(Rows of box annotation data)
┌──

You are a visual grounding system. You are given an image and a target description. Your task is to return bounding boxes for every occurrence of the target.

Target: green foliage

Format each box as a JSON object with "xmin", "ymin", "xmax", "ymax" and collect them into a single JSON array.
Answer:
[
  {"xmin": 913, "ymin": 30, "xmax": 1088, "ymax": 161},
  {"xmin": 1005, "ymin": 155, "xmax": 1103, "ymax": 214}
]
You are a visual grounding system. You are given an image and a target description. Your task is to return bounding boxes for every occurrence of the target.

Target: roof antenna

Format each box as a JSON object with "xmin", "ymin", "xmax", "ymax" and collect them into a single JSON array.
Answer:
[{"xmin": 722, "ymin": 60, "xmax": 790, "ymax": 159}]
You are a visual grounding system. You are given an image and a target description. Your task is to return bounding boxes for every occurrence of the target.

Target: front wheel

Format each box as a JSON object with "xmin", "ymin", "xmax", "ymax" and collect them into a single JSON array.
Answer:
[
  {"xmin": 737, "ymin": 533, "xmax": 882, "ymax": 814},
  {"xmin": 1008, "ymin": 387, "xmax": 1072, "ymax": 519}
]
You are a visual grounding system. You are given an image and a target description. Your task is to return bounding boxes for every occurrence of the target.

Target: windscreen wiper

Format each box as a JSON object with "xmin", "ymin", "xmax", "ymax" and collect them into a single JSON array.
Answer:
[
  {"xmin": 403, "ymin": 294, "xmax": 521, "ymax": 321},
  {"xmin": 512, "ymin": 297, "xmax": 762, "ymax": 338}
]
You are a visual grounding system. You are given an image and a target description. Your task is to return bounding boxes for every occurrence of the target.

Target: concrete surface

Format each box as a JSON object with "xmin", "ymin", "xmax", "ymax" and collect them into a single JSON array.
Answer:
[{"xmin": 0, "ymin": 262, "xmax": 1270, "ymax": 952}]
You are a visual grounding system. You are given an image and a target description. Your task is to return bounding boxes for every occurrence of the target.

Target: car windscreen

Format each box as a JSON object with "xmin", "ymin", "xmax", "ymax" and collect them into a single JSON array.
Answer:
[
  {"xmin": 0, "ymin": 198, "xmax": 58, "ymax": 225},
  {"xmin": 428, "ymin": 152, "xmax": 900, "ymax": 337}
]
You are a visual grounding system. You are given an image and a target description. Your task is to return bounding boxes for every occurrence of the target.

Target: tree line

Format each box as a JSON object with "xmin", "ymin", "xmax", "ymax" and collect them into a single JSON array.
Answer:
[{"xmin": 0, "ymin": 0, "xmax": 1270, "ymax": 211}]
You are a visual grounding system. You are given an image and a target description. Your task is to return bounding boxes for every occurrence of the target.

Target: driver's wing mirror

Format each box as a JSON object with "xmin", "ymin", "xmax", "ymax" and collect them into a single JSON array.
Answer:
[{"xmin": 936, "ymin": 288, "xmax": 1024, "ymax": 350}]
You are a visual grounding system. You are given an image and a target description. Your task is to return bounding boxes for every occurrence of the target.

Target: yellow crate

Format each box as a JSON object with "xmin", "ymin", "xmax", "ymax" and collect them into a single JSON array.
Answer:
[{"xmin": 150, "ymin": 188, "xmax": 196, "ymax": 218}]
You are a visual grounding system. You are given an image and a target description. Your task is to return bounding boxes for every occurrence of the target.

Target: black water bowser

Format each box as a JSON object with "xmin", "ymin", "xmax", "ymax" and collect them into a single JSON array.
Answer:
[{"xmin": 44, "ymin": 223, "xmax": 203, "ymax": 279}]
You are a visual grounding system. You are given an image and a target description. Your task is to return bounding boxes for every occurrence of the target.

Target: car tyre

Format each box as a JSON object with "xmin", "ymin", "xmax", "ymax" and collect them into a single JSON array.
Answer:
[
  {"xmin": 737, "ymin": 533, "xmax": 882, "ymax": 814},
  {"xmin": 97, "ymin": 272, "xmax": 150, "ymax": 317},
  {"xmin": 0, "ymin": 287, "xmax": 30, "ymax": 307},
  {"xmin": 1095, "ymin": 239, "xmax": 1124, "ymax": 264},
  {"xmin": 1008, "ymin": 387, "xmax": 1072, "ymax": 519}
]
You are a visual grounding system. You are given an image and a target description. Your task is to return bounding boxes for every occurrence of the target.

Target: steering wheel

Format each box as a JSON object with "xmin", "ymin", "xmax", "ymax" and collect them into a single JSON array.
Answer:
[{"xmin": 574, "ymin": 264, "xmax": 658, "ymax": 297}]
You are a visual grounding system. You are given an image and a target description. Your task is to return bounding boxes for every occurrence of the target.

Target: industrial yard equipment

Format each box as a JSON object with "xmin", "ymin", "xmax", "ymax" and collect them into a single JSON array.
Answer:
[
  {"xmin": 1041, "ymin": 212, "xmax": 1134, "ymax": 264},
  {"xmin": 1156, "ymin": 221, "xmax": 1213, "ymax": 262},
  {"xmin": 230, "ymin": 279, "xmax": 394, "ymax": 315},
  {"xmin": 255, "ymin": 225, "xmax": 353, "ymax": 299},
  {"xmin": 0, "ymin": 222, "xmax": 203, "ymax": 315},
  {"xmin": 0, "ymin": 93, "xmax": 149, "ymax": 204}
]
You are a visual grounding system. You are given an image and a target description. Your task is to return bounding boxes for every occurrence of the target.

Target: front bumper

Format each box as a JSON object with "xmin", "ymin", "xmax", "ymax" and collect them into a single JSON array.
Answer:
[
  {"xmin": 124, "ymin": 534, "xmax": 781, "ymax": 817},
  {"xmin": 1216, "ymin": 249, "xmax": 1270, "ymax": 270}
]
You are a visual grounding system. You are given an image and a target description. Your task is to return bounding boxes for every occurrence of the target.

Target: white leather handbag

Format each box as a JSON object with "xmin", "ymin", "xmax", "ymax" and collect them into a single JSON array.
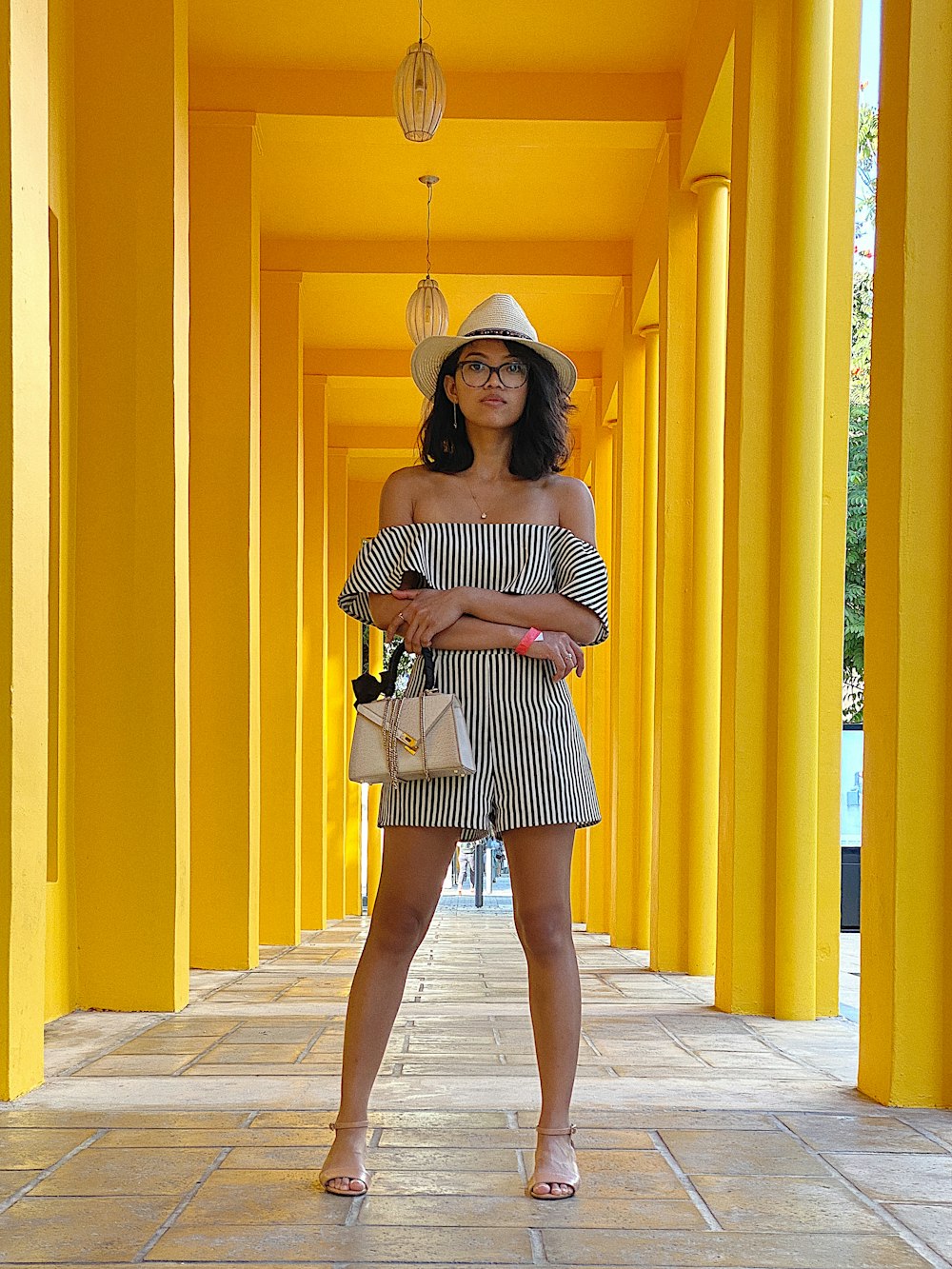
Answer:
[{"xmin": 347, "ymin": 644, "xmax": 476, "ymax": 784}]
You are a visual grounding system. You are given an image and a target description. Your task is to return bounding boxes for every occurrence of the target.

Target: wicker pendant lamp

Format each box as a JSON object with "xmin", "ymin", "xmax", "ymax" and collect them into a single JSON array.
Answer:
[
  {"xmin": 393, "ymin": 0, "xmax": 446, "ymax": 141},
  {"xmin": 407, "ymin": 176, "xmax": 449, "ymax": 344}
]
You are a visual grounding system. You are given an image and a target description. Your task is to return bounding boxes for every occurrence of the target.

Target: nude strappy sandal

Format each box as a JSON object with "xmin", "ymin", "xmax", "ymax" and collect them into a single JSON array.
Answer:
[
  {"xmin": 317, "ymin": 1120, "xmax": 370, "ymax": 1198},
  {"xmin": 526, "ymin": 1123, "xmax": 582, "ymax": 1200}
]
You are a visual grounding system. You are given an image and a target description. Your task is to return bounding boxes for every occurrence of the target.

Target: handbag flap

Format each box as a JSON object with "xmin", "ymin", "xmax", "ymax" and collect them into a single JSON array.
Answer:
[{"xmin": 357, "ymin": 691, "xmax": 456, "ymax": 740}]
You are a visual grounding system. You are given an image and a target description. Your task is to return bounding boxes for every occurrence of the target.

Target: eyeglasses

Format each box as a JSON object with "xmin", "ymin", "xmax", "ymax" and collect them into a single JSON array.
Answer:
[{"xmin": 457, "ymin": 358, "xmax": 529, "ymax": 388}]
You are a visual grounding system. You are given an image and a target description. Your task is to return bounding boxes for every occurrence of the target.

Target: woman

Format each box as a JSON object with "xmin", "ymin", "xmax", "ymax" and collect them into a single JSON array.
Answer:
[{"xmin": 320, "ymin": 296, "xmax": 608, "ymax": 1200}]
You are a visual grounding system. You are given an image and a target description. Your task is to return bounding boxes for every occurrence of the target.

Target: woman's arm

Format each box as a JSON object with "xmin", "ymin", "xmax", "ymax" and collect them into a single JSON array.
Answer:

└──
┌──

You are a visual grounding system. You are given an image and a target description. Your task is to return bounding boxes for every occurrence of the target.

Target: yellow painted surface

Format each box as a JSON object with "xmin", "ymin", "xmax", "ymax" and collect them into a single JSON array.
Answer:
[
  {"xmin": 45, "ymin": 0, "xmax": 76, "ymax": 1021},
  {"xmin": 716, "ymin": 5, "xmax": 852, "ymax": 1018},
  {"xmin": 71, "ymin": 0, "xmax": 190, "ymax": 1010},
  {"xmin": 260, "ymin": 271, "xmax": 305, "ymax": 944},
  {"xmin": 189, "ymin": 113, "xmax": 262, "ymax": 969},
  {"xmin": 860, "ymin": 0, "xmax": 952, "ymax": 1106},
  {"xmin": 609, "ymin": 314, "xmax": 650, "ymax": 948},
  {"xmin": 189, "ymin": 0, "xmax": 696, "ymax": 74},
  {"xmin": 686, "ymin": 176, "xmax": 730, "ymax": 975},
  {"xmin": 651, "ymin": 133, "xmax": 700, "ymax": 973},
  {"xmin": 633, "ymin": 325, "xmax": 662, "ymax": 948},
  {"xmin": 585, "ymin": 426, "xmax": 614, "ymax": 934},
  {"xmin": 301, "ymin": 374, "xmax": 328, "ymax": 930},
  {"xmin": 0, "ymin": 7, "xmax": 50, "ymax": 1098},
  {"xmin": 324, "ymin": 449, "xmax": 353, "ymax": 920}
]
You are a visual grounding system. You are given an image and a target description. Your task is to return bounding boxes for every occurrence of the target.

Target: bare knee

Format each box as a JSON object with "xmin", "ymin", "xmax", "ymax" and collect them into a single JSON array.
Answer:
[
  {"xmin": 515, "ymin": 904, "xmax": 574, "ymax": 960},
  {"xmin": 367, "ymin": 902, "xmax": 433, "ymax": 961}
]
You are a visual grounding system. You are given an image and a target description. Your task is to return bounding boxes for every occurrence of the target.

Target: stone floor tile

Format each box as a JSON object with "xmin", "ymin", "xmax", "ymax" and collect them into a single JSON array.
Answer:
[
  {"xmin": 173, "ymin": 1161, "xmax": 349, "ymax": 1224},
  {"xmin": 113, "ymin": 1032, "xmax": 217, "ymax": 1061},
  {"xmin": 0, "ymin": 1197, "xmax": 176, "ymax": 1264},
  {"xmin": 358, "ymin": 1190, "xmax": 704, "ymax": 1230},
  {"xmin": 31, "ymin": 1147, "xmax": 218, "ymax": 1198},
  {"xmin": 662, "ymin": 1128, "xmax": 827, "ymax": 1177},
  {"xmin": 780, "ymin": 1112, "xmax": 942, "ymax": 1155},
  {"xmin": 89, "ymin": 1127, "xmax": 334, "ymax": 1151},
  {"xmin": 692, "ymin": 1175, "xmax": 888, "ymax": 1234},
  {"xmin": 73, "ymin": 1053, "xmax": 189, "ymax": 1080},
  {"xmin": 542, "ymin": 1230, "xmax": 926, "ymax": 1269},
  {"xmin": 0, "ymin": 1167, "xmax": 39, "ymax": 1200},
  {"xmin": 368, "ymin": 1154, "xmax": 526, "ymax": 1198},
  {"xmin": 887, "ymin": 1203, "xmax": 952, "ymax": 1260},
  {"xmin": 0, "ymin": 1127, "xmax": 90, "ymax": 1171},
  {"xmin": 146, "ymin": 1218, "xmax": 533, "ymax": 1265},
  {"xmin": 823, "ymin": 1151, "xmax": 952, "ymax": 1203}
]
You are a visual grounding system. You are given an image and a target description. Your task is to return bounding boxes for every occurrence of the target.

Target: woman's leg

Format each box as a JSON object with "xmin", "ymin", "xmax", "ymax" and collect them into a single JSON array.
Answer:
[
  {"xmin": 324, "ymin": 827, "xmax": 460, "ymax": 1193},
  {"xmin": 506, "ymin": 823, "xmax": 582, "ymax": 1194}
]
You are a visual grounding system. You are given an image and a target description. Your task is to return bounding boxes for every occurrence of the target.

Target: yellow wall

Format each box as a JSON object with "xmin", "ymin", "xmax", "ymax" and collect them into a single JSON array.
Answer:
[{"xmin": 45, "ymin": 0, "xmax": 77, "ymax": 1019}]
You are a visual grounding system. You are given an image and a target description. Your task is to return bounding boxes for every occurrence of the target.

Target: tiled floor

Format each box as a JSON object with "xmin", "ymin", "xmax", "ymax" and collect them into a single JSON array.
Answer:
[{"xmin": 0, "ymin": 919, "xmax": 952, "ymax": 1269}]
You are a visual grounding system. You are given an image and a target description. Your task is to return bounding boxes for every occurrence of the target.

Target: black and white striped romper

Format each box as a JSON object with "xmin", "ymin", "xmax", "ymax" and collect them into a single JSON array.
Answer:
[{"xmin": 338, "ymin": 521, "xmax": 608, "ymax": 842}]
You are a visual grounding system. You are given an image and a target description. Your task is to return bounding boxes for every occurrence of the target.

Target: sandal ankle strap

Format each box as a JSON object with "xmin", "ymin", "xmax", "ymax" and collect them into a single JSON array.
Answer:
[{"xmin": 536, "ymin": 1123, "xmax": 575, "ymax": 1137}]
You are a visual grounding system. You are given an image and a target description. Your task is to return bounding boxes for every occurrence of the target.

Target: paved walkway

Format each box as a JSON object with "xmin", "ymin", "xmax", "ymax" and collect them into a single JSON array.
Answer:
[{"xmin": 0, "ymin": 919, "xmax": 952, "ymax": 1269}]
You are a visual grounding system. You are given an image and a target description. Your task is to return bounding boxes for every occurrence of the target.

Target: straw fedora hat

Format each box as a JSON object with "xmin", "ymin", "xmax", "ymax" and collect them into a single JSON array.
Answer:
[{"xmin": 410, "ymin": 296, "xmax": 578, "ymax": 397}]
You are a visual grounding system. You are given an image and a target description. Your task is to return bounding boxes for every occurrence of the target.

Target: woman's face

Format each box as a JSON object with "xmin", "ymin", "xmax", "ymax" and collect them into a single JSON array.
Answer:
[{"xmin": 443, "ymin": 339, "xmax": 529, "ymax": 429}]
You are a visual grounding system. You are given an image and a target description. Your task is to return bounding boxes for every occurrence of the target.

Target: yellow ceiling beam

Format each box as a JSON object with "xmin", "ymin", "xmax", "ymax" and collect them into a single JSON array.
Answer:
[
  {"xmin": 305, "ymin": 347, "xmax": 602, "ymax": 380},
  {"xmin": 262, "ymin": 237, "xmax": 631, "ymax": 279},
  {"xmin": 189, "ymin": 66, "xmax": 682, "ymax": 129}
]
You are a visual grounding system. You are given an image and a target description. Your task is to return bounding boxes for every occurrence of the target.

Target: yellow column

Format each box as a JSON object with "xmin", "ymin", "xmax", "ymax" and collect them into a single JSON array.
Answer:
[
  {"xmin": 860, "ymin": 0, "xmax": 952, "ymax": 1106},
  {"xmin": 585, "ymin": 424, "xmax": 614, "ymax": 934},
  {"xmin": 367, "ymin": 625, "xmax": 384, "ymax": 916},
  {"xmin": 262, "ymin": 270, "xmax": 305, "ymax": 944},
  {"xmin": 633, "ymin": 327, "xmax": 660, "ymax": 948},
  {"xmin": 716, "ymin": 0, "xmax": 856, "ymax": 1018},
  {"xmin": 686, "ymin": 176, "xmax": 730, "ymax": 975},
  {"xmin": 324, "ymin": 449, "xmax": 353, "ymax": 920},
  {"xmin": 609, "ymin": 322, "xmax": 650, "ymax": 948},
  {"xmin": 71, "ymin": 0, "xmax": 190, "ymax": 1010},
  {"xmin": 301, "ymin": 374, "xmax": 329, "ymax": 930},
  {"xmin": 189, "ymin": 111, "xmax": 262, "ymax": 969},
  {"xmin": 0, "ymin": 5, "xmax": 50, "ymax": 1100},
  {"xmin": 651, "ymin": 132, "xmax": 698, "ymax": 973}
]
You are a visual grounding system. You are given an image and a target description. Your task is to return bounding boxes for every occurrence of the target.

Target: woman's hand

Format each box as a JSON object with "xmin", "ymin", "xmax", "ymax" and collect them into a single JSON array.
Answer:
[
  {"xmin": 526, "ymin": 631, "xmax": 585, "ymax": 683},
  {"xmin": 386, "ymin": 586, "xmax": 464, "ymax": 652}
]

└──

**Exercise**
Count the lines in the entries above that contain the word "sandal", and give only that number.

**Final result**
2